Each line with the word "hedge" must appear in the answer, copied from the records.
═══ Task inputs
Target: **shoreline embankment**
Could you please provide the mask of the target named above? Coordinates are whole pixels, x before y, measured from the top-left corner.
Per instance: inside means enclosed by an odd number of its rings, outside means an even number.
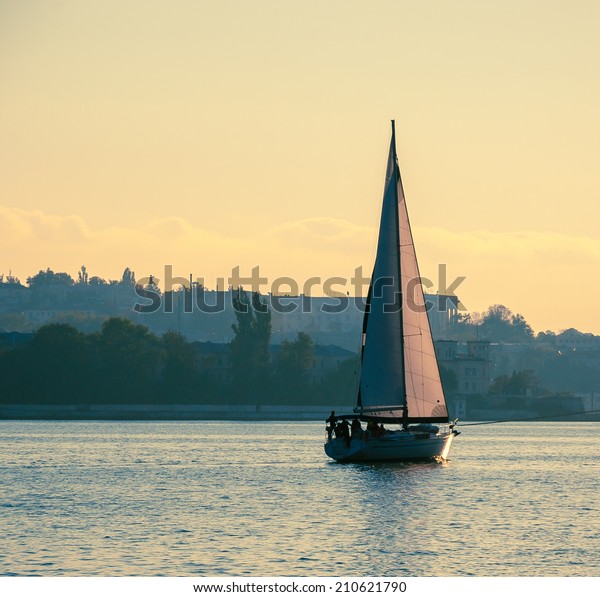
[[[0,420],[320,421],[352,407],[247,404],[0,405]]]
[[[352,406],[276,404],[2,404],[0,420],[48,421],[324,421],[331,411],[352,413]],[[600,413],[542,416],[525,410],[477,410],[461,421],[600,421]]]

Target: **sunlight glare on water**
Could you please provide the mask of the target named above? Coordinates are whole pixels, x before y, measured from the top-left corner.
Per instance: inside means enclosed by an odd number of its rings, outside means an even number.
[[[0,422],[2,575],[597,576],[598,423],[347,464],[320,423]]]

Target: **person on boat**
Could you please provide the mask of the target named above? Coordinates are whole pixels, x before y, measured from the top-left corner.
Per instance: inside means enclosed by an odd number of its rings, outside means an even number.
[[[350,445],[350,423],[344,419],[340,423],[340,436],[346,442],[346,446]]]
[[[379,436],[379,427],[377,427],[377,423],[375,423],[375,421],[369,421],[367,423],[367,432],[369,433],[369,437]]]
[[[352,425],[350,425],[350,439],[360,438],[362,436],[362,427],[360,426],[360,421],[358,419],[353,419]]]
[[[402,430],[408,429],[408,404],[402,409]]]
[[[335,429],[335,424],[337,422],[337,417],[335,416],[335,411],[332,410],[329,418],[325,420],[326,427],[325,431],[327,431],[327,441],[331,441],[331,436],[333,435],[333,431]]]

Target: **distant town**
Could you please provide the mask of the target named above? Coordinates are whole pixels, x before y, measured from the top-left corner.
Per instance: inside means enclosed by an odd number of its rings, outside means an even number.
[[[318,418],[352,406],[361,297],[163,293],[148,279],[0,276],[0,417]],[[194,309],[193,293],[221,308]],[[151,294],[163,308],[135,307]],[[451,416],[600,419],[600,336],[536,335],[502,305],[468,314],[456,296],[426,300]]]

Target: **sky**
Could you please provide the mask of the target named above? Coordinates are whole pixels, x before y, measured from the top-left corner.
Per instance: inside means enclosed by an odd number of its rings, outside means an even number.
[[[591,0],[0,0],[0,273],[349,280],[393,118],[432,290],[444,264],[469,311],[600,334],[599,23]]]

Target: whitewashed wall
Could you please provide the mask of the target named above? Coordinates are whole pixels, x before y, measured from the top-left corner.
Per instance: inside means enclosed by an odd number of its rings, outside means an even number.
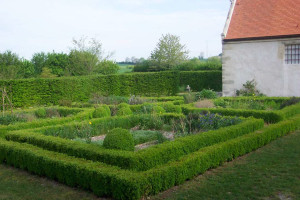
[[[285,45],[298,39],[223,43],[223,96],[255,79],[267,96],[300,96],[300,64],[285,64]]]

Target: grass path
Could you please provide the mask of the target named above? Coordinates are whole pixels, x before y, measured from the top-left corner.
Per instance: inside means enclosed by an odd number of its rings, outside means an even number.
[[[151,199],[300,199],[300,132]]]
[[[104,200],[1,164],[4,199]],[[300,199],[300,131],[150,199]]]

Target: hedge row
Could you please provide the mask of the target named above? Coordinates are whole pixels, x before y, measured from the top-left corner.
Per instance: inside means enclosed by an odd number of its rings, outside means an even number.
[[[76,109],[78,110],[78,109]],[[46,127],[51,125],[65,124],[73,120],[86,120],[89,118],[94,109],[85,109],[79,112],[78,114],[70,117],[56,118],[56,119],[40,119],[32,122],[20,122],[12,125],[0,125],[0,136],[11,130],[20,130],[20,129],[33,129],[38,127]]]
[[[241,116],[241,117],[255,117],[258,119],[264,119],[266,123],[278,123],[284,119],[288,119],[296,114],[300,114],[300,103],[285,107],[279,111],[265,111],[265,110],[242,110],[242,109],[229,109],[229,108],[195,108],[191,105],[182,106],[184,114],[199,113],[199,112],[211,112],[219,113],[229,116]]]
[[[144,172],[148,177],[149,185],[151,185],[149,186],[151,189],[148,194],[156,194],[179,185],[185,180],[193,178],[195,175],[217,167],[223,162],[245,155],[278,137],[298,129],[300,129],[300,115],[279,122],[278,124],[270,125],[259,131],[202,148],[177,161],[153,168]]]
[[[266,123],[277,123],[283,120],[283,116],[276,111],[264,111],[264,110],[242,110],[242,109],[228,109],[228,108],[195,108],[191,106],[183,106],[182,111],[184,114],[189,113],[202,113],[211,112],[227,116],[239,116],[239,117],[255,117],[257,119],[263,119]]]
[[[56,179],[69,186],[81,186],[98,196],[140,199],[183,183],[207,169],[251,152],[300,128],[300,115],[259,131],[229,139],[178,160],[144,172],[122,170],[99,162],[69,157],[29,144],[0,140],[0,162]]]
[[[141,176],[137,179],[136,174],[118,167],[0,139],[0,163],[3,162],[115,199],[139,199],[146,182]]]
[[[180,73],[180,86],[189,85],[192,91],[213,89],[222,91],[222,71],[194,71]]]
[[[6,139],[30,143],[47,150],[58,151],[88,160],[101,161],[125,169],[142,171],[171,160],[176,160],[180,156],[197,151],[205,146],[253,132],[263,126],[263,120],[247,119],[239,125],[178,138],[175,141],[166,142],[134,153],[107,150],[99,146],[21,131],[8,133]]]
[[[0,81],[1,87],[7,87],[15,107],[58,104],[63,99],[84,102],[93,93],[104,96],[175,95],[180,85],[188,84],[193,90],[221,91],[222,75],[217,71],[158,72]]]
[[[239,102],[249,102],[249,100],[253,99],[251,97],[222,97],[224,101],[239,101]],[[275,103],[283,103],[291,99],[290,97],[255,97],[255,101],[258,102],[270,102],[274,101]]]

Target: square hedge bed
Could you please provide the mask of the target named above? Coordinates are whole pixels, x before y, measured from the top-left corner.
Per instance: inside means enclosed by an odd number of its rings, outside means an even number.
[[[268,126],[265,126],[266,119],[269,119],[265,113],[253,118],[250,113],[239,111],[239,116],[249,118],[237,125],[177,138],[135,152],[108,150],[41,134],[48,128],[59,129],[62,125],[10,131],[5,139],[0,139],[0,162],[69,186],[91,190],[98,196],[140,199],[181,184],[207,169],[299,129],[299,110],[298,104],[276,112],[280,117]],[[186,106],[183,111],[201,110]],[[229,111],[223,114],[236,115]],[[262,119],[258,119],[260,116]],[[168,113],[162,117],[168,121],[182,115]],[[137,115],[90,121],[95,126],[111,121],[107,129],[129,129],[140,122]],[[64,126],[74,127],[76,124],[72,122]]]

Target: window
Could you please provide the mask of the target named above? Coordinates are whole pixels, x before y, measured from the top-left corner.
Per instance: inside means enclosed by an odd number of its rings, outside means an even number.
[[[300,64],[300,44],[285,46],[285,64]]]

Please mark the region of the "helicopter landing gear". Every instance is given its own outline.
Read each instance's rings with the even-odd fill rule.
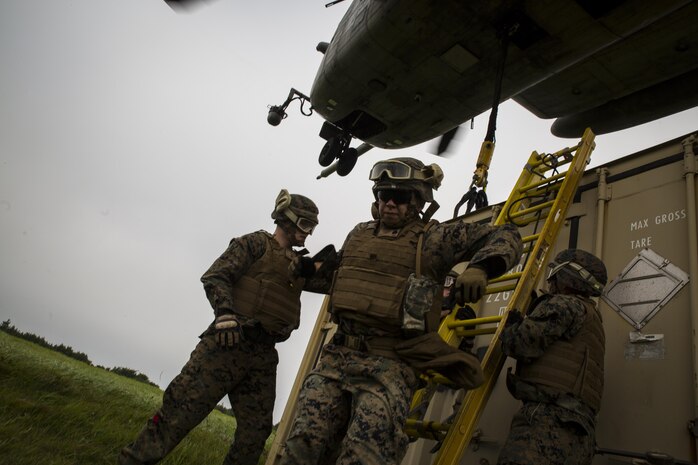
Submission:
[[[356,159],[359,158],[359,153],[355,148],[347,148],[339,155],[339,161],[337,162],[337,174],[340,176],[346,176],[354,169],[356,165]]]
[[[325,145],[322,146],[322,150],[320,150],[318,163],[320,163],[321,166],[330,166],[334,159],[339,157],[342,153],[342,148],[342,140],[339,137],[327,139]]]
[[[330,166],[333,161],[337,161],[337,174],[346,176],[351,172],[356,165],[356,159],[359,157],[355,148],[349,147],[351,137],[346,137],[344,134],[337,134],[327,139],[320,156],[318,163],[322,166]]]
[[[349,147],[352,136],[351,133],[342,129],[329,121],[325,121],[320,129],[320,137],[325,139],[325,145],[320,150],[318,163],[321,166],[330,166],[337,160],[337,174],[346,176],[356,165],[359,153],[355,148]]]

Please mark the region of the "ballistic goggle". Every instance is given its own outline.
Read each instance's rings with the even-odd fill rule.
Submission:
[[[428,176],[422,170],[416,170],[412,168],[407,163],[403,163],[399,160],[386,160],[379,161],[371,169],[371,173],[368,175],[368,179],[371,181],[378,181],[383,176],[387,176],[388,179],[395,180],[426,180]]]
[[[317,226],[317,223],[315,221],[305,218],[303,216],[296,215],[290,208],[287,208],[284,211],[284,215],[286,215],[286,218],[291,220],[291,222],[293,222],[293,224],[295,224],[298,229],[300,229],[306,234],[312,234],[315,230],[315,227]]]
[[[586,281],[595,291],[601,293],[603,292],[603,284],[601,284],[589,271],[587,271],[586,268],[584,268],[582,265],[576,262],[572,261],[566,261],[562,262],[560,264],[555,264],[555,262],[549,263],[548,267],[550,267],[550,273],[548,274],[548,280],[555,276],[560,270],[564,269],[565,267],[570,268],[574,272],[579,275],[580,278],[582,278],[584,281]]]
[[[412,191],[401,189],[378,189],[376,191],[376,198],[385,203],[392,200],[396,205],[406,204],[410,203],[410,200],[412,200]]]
══════
═══ Task inputs
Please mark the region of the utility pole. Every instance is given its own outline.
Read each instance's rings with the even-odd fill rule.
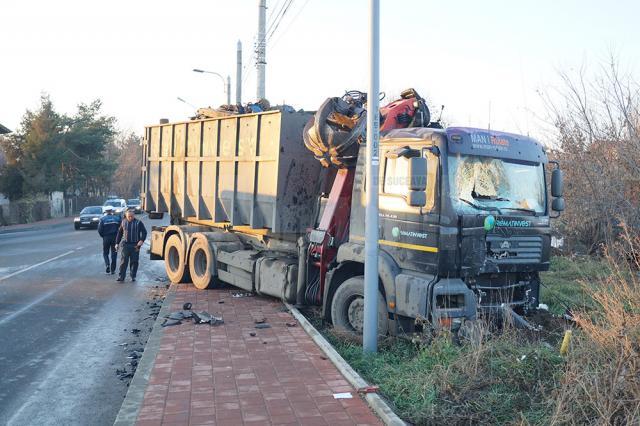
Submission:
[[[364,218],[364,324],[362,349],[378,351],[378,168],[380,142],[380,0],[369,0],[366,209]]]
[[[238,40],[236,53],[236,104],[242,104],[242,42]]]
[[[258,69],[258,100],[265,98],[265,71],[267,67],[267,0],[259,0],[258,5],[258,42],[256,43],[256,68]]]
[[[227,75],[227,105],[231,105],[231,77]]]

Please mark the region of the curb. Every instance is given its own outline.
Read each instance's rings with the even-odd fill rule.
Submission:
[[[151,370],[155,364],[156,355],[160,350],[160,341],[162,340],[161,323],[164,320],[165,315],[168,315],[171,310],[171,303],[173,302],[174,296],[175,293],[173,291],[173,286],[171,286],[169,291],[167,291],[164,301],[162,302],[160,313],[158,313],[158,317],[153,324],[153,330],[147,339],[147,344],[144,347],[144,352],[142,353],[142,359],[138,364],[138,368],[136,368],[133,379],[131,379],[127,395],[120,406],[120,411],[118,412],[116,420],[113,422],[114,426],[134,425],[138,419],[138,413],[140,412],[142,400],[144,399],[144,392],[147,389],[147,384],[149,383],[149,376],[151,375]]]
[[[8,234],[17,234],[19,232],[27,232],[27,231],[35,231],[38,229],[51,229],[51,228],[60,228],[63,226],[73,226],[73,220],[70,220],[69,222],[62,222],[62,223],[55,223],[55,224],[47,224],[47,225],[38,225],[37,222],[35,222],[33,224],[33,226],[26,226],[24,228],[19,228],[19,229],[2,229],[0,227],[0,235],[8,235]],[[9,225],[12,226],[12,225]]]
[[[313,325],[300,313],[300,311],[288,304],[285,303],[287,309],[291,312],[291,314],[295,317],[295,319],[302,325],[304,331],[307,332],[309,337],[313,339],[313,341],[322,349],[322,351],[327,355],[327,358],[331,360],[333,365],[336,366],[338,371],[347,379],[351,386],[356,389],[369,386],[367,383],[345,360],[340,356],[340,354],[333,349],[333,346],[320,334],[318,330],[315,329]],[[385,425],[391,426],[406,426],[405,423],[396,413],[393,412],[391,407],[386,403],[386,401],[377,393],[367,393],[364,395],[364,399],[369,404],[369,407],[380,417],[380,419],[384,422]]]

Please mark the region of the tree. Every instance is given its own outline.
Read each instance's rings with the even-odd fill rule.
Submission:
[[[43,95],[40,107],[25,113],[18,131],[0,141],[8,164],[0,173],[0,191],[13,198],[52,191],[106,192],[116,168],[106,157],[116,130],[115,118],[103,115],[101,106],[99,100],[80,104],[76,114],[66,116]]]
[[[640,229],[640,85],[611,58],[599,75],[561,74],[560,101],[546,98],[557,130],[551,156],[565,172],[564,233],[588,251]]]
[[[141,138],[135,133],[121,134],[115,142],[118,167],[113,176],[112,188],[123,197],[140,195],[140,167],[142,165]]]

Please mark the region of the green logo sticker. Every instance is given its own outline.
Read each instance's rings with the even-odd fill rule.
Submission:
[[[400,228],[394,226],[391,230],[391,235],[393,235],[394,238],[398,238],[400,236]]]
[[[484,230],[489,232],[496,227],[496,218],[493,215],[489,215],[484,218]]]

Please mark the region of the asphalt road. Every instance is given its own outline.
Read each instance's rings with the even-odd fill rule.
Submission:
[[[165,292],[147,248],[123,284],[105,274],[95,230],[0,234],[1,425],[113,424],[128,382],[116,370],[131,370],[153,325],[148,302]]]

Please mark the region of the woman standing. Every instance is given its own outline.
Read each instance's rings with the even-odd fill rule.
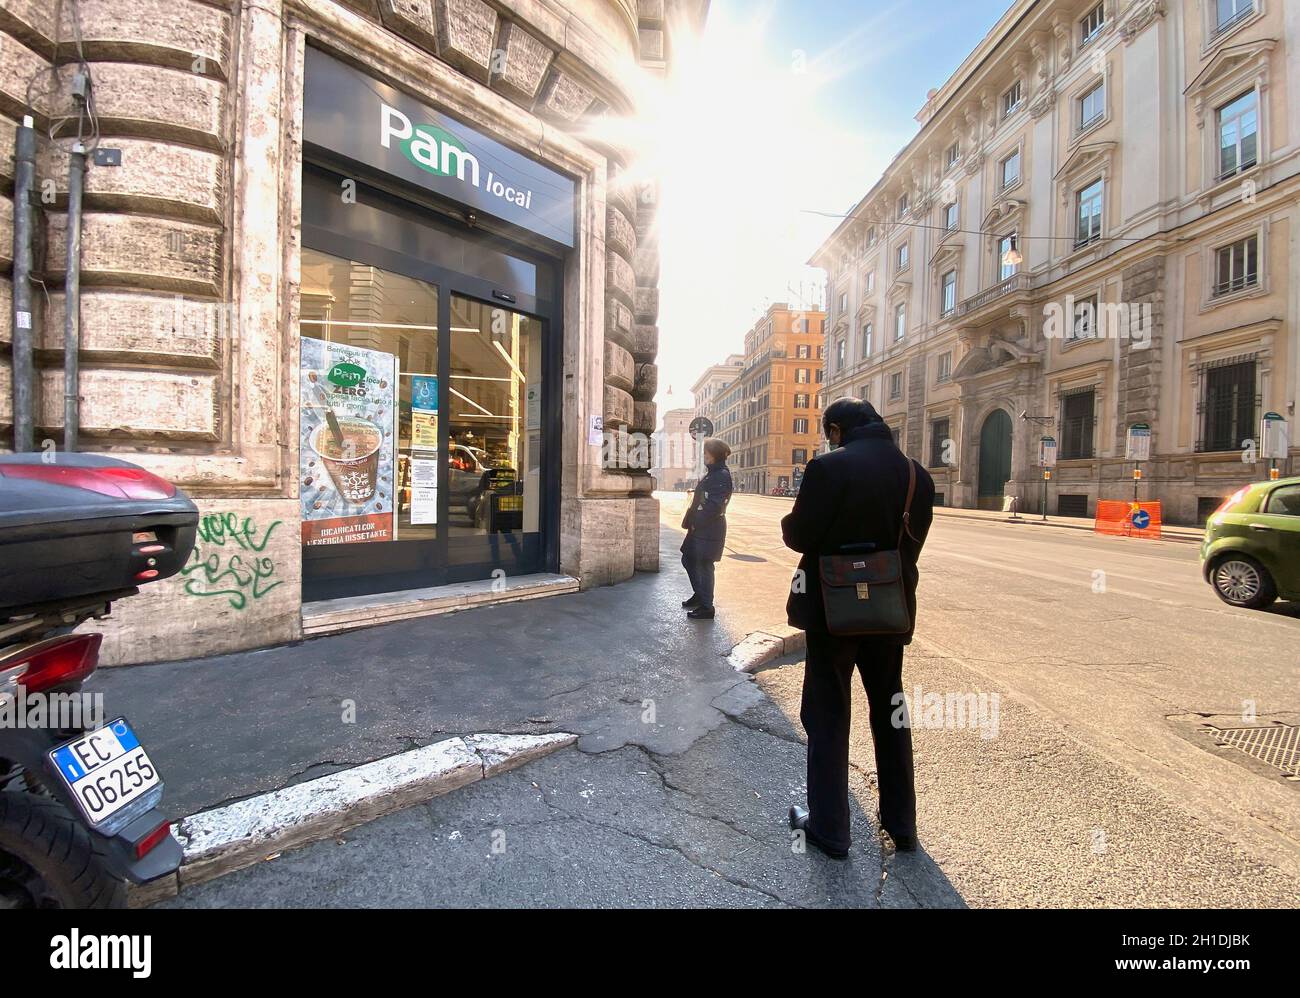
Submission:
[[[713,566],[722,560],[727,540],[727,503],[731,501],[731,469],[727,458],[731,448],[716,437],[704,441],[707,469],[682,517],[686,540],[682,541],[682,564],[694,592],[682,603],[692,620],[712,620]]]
══════
═══ Task inputs
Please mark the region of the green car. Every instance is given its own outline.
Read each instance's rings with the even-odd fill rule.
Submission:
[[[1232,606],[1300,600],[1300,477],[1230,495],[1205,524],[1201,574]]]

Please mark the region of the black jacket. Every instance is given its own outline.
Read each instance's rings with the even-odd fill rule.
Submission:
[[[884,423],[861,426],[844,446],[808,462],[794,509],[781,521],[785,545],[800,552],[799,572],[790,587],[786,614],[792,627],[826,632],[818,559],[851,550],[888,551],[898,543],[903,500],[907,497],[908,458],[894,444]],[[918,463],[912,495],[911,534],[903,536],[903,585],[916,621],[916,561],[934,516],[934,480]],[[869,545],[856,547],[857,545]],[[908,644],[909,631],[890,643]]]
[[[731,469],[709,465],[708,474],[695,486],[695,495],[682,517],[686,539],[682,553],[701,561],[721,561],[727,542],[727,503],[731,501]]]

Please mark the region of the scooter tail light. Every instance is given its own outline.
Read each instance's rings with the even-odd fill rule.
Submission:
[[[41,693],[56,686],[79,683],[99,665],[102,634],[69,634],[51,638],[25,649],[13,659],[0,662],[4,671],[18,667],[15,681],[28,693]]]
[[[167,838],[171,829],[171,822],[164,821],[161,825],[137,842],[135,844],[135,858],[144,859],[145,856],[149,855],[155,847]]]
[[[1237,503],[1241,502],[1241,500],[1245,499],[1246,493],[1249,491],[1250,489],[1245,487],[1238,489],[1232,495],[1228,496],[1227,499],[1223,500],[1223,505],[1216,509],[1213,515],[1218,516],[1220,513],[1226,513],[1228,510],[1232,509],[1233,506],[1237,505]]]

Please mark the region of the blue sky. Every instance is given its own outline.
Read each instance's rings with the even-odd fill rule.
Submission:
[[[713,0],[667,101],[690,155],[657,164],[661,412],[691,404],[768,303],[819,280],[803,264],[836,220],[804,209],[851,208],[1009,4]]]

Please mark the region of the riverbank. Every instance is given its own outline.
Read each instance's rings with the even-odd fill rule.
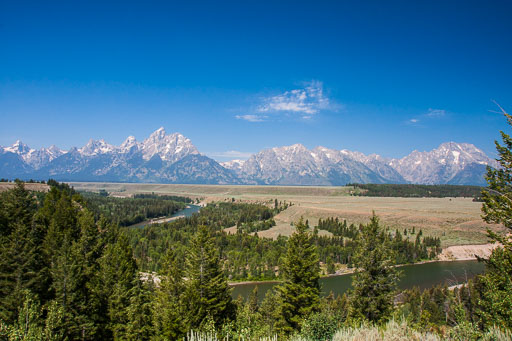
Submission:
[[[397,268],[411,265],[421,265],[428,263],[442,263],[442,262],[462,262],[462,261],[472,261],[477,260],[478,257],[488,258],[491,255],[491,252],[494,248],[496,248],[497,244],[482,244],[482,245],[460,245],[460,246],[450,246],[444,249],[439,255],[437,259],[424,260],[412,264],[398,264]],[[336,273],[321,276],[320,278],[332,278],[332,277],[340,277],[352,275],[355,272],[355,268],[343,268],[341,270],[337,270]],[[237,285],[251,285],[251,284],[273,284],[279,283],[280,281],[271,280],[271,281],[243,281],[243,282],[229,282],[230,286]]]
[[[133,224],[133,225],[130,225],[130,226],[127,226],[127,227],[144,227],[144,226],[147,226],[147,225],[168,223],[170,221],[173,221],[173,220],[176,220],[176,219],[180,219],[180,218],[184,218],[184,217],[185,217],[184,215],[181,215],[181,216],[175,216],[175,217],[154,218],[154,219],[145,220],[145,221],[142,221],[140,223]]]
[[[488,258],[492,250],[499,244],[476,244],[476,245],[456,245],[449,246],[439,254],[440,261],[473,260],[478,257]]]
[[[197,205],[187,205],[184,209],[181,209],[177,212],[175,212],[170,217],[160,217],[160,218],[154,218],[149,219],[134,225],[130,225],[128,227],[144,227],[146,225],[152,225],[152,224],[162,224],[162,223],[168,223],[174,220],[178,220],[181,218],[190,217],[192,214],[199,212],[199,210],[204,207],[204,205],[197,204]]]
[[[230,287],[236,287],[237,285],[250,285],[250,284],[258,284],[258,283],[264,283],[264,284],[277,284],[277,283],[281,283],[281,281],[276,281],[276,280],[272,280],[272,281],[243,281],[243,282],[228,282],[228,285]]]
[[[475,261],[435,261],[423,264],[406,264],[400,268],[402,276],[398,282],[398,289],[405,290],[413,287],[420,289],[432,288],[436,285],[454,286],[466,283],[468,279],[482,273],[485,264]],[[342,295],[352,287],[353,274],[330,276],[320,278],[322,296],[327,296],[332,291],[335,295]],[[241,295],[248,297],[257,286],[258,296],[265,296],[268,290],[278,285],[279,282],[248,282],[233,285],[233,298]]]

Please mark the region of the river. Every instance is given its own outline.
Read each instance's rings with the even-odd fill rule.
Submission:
══════
Expected answer –
Target: hedge row
Target: square hedge bed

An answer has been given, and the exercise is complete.